* **EXERCICES**:
1. Recopiez fidèlement le passage du texte sur la recette du bonheur, depuis « La recette du » jusqu'à « amené à philosopher. » inclus.
2. Résumez en deux phrases le texte sur la recette du bonheur.
3. Répondez aux questions suivantes sur le texte sur la recette du bonheur :
(a) Dans quelle œuvre Epicure donne-t-il des pistes pour mener une vie heureuse ?
(b) Quel péché mortel les Grecs avaient-ils en aversion ?
(c) Outre le désir « se nourrir », quels désirs les plats luxueux assouvissent-ils ?

* **EXTRAIT DU TEXTE**:

La recette du bonheur
Suis-je heureux? Et si je ne le suis pas, comment le devenir?
Ces questions, vous vous les êtes sûrement déjà posées un jour, peut-être même que ce sont-elles qui vous ont amené à philosopher.
La quête de la vie heureuse guide bon nombre d’Hommes, mais combien parviennent à l’obtenir? Est-ce seulement possible? Se pourrait-il qu’une mauvaise définition de ce qu’est une vie heureuse condamne à une recherche infinie, qui rate sa cible indéniablement?
Passer sa vie à courir après un mirage, personne ne le souhaite. Epicure, dans sa Lettre à Ménécée, donne des pistes et des éléments de réponses sur ce qui permet, selon lui, de mener une vie heureuse et d’éviter de se fourvoyer dans des philosophies de vie vouées à la peine.
Les saveurs simples apportent un plaisir égal à un régime d’abondance
La simplicité est l’un des maîtres mots. L’importance accordée à ce terme n’est pas surprenante quand on connait l’aversion des grecs pour l’ubrys, ce péché mortel qui consiste à vivre dans une arrogance folle dénuée de limite et qui finit toujours par engendrer le pire.
La tempérance, la modération et la sobriété constituent, par opposition, des clés de la vie heureuse.
« Les saveurs simples apportent un plaisir égal à un régime d’abondance. »
Par cette maxime, Epicure confronte nos désirs naturels à nos désirs artificiels. Illustrons ce point par un exemple; la pomme cueillie au détour d’un chemin donnera un plaisir à la fois plus simple et plus accessible qu’un plat à plusieurs milliers d’euros. En effet les deux vont satisfaire le désir « se nourrir » mais là où la pomme est acquise avec facilité, le plat de luxe nécessite de constituer un capital financier suffisant pour se permettre son achat. Il faut de plus avoir la possibilité d’accéder à un lieu où sera vendu ce type de plat. Ainsi, pour satisfaire le désir « se nourrir », je vais devoir fournir de nombreux efforts, sans être certain d’y arriver pour un résultat in fine similaire à l’ingestion d’une simple pomme.
Pour autant, les plats luxueux existent, car ils ne répondent pas uniquement, comme vous pouvez vous en douter, au désir « se nourrir ». Ils assouvissent d’autres désirs « de prestige social », « d’ego »,… On comprend donc qu’un désir naturel peut être parasité par d’autres désirs artificiels qui vont rendre son accomplissement bien plus complexe et par conséquent plus susceptible d’être non assouvi et source de malheur.

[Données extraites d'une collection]
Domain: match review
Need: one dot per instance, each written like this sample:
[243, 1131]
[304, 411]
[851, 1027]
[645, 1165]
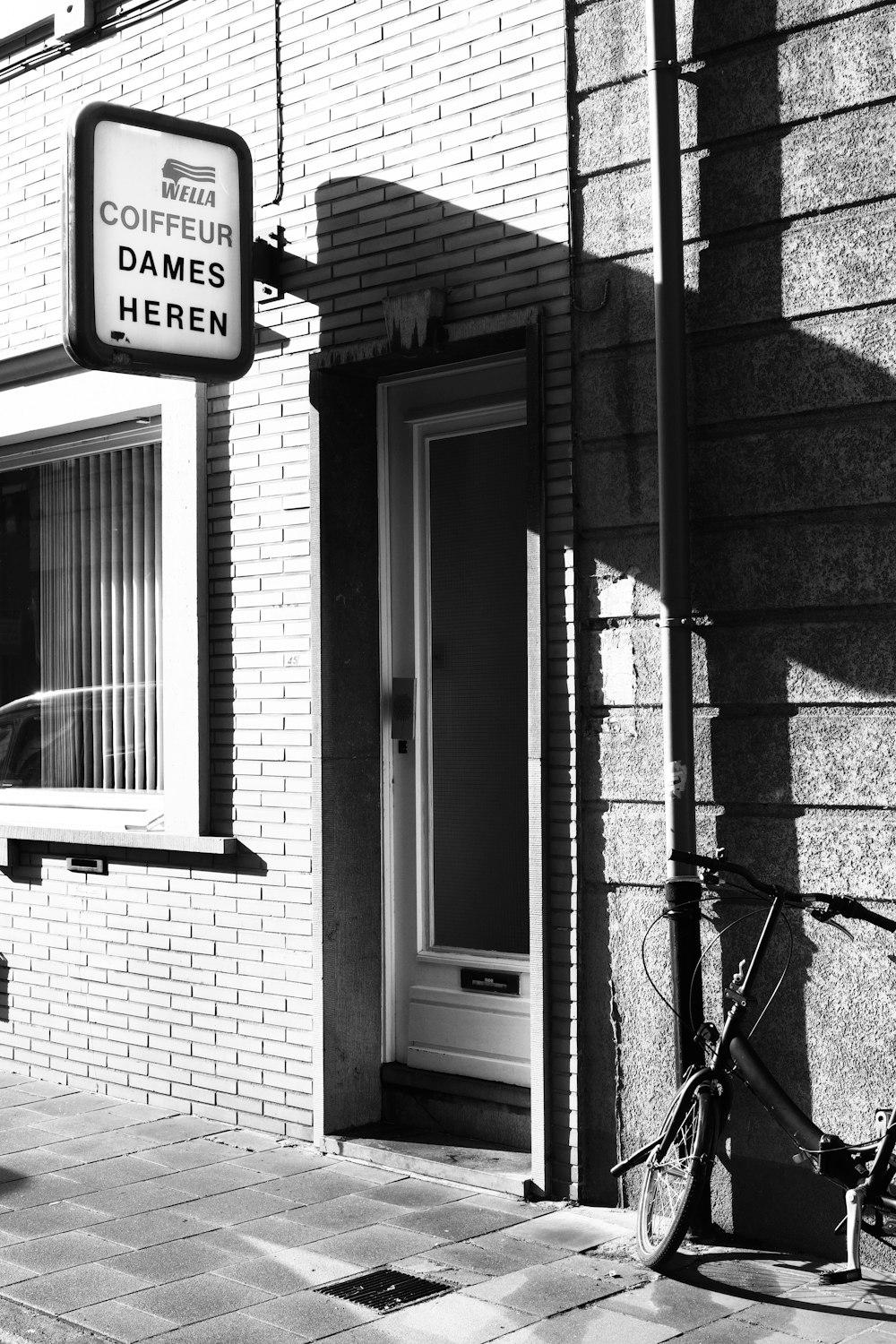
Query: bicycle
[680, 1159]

* * *

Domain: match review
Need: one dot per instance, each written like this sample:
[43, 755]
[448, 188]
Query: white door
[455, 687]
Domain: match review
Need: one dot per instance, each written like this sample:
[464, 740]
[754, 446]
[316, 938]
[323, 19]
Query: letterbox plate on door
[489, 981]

---

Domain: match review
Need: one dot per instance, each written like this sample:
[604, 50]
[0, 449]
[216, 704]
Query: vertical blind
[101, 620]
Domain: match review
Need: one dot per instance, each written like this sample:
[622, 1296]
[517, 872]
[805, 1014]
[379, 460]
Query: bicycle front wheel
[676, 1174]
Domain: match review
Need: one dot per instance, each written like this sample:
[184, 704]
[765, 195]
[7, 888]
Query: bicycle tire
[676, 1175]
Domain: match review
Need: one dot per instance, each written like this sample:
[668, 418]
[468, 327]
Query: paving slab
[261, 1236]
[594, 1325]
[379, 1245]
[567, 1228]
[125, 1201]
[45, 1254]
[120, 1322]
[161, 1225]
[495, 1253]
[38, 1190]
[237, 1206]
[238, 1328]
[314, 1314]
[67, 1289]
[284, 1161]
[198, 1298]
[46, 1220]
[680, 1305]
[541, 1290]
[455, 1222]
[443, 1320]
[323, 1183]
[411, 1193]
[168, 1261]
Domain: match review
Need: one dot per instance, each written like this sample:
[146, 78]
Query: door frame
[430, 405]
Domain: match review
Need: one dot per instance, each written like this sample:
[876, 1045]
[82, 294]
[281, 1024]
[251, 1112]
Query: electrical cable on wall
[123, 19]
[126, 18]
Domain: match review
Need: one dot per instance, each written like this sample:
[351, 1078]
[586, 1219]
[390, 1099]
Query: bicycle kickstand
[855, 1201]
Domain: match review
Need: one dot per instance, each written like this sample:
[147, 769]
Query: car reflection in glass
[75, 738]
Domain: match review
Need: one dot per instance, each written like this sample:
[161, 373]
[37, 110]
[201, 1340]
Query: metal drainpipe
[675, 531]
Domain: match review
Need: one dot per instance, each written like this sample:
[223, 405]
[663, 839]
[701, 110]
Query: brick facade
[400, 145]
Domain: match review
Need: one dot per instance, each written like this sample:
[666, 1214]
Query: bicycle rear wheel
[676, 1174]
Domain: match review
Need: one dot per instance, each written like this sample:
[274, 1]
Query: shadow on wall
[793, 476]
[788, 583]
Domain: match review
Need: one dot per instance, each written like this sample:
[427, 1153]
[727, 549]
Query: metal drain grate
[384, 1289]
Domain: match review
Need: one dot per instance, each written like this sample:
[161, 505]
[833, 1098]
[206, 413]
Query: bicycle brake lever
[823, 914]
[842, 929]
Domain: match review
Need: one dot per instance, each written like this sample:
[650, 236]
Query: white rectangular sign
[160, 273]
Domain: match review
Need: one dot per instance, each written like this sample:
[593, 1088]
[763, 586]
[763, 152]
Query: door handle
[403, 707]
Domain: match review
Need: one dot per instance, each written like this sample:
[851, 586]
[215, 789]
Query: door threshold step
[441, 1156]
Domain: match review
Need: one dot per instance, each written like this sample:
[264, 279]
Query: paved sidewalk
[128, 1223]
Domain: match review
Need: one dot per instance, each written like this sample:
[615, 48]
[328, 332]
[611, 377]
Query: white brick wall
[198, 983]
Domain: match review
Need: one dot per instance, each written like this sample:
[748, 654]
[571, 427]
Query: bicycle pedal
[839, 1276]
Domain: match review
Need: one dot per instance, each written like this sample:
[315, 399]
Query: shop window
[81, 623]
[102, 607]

* **RÉSULTATS FINAUX**:
1.
La recette du bonheur
Suis-je heureux? Et si je ne le suis pas, comment le devenir?
Ces questions, vous vous les êtes sûrement déjà posées un jour, peut-être même que ce sont-elles qui vous ont amené à philosopher.

2. Le texte se demande s'il est possible de mener une vie heureuse et présente les pistes qu'Epicure donne à ce sujet dans sa Lettre à Ménécée, où la simplicité, la tempérance, la modération et la sobriété apparaissent comme des clés du bonheur. Il compare une pomme cueillie à un plat de luxe pour montrer qu'un désir naturel comme « se nourrir » peut être parasité par des désirs artificiels, qui rendent son accomplissement plus complexe et plus susceptible de devenir une source de malheur.

3.
(a) Dans sa Lettre à Ménécée.
(b) L'ubrys, qui consiste à vivre dans une arrogance folle dénuée de limite.
(c) Les désirs « de prestige social » et « d'ego ».